Short exercise A: In the entries, from the line with "Mark each instance of the white fascia" to the line with "x=112 y=616", substitute "adjacent house" for "neighboring house" and write those lines out again with nothing else changed.

Text provided:
Shame December 7, 2016
We all have our vices, our obsessions, and sometimes our addictions to aid us in the grappling with both the world and our psyches. But the protagonist of Steve McQueen’s metallic, detached Shame (2011) has an unhealthy dependency that’s beginning to take over his life. A sex addict unable to go a night without a lay nor a working day without a lunch break supplemented by a porno, he is without much of a life and without much of a sense of self: he only has a sex life and a capable body, everything meaningless unless surrounded by sheets and in the company of a willing woman.
In his past might have Brandon (Michael Fassbender) been a skirt chaser who found a certain sort of manic glee in his enviable ability to seduce the opposite sex. But now past his thrilling twenties and in the grips of a corporate job that’s become flatly routine, being a deadened Don Juan is all he has — mixed with emotional damage we’d be safe to assume is the product of a mangled upbringing, he helplessly finds himself incapable of feeling anything unless it revolves around sex.
And so the bombastic crashing in of his damaged sister Sissy (Carey Mulligan) at his New York apartment only heightens the war he’s having with himself. More so emotionally scarred then Brandon is — she has a history of cutting and uses an obnoxious facade to cover up her perennial hurt — Sissy’s presence forces Brandon to come to terms with what he’s become. For the first time in years is his compassion necessary, and for once is there a woman in his life than he cannot abuse and lose.
But unlike most addiction dramas is there never a moment wherein the afflicted protagonist necessarily explici with their dependency. Shame is a character study of such understated disconcertion that, maybe even like a Cronenberg body horror feature, its coldness is both a virtue and a setback. A virtue in its seamless paralleling of Brandon’s own incapability to feel but a setback in its divisive way of keeping us at as much an arm’s length as the women the latter gives himself to and then immediately lets go of.

Rows:
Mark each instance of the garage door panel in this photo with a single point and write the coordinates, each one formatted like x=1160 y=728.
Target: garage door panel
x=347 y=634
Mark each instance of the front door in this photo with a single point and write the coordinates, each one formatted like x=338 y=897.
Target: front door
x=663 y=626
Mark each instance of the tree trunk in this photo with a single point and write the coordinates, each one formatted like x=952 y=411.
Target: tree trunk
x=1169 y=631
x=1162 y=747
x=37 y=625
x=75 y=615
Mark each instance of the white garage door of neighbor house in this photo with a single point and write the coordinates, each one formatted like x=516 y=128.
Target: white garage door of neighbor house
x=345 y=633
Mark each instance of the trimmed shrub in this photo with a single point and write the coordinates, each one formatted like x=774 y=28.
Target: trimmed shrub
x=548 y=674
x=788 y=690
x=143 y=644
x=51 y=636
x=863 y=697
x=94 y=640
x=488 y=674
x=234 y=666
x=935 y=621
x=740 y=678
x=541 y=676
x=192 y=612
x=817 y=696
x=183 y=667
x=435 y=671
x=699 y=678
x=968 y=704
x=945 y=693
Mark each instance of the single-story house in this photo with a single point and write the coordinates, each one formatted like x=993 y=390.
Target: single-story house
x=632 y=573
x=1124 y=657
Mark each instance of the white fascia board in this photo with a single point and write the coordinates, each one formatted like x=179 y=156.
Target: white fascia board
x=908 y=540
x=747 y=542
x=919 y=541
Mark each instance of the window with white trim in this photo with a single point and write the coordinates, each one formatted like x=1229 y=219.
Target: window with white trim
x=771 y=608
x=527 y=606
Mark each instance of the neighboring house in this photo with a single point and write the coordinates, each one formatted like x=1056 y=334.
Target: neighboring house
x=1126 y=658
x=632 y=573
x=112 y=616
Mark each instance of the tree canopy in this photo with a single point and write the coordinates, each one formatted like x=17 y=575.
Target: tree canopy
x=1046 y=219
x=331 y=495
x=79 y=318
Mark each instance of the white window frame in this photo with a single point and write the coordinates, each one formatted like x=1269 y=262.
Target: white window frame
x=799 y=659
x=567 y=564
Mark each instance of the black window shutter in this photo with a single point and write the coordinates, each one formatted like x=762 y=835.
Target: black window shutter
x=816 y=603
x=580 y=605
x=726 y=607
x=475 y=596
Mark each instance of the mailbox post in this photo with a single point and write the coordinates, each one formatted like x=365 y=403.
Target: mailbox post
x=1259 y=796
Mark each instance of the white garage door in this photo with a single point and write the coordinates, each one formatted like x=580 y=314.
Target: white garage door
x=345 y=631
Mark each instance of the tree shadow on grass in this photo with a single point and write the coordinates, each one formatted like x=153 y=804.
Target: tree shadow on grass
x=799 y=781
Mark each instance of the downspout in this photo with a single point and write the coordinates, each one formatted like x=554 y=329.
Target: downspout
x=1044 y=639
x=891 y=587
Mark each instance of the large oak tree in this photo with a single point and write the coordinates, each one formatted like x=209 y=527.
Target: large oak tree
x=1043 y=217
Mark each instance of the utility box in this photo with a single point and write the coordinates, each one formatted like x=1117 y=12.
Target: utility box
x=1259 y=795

Short exercise B:
Answer these about the review of Shame:
(i) Who plays Brandon?
(ii) In what city is Brandon's apartment?
(iii) What history does Sissy have, according to the review?

Full solution A:
Mark each instance of the white fascia board in this photo with a single point and write the coordinates, each one formatted like x=179 y=156.
Target: white fascia board
x=908 y=540
x=747 y=542
x=919 y=541
Mark each instance of the window with white trim in this photo with a single point and write the coordinates, each one formatted like x=1229 y=219.
Target: window with white trim
x=771 y=608
x=527 y=606
Mark each instance of the adjacent house in this photo with a single point and write the coordinates, each one formatted like x=1056 y=334.
Target: adjacent house
x=1126 y=658
x=632 y=573
x=112 y=616

Full solution B:
(i) Michael Fassbender
(ii) New York
(iii) A history of cutting